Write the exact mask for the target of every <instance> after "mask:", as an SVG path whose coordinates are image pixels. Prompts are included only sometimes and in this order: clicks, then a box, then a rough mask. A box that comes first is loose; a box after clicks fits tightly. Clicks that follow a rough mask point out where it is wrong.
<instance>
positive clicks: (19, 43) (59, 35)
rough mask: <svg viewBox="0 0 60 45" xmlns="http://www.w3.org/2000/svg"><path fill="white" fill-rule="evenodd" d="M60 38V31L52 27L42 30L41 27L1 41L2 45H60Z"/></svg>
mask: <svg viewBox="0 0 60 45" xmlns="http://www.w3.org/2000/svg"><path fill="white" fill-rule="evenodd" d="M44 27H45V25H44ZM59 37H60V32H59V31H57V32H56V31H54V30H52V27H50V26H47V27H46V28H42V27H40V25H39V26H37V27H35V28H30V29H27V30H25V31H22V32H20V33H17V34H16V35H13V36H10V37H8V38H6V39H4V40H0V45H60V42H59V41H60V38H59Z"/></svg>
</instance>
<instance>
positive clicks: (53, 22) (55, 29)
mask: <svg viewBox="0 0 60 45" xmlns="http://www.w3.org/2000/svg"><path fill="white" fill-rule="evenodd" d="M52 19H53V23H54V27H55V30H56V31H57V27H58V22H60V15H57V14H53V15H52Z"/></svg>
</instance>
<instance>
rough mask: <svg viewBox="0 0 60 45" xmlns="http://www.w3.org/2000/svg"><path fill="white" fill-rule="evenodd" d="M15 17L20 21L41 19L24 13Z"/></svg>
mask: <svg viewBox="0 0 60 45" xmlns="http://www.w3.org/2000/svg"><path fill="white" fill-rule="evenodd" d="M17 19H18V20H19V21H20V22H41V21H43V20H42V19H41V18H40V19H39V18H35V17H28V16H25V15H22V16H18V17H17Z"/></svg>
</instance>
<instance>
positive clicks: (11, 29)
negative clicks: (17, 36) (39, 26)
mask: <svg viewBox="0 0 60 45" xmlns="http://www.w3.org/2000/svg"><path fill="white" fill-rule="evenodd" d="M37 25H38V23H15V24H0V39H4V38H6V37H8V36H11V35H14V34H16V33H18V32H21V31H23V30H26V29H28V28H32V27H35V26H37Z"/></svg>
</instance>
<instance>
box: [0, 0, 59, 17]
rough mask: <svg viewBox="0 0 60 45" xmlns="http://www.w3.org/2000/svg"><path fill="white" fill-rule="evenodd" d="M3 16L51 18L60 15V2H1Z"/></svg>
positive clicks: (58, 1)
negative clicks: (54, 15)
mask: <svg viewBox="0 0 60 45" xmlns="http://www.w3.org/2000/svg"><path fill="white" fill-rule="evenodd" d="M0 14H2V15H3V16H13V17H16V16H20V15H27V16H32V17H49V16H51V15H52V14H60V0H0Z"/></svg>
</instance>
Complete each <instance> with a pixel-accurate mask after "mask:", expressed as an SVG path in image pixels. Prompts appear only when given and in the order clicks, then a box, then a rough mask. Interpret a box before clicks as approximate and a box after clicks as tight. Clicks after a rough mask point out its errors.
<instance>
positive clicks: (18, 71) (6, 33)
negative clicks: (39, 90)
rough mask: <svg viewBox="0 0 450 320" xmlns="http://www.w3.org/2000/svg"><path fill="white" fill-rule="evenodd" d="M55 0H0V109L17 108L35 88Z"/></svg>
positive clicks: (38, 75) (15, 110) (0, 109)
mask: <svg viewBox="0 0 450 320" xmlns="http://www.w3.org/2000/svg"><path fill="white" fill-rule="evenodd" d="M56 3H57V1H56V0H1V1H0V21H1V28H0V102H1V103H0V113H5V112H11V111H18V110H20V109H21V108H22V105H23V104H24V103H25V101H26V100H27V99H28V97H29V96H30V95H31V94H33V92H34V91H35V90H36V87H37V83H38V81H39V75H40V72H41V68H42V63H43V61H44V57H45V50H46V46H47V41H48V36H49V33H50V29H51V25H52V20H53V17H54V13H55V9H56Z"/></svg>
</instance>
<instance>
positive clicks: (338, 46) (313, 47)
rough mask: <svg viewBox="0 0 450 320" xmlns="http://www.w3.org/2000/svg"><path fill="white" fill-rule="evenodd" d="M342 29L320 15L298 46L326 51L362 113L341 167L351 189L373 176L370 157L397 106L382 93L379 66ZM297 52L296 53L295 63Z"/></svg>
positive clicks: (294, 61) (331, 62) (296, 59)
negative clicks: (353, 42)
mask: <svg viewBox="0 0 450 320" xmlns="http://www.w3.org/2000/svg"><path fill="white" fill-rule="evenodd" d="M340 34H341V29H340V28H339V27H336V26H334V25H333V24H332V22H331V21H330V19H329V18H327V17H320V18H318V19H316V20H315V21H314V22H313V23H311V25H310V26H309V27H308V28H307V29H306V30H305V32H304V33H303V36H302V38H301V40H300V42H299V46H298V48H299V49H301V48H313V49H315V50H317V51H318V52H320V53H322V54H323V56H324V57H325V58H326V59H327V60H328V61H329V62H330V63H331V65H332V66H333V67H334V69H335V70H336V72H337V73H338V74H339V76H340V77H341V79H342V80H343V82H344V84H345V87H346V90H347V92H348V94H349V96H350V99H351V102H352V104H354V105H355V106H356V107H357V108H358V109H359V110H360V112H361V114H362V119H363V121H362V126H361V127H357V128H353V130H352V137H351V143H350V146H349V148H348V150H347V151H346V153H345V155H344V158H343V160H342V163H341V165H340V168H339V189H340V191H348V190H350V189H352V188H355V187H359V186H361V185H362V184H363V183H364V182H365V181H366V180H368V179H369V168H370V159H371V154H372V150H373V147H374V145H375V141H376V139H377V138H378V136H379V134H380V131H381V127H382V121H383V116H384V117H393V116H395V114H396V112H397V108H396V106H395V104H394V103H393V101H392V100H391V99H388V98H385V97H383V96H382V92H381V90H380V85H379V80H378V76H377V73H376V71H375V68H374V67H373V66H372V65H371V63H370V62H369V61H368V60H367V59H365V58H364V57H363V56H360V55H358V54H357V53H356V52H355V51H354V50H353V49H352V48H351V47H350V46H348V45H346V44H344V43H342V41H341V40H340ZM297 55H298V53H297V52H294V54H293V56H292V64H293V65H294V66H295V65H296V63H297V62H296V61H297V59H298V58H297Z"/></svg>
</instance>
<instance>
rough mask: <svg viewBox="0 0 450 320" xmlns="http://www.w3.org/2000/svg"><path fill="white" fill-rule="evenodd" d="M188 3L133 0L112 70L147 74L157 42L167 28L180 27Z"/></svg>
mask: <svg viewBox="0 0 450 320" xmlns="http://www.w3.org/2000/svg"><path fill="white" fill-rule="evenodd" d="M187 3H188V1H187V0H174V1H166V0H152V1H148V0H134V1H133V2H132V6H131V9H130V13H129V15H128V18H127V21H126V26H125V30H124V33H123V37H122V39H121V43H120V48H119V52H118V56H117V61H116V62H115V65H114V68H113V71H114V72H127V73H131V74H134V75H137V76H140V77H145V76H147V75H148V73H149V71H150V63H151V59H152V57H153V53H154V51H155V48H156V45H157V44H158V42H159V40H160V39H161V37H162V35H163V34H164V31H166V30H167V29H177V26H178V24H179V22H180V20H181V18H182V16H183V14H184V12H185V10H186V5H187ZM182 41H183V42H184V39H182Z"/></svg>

****************************************

Starting from the records above, copy each line where the string "image" is found.

Write the exact mask for the target of every <instance> after "mask:", as an SVG path whose coordinates are image pixels. Prompts are included only sometimes and in this order: clicks, then a box, then a rough mask. A box that comes first is loose; a box after clicks fits tightly. Clicks that follow a rough mask point out where it is wrong.
Complete each <instance> with a pixel-accurate mask after "mask:", expressed as an SVG path in image pixels. Prompts appear only when given and in the order clicks, then a box, then a rough mask. Interpret a box before clicks as approximate and a box after clicks as tight. Clicks after a rough mask point out its errors.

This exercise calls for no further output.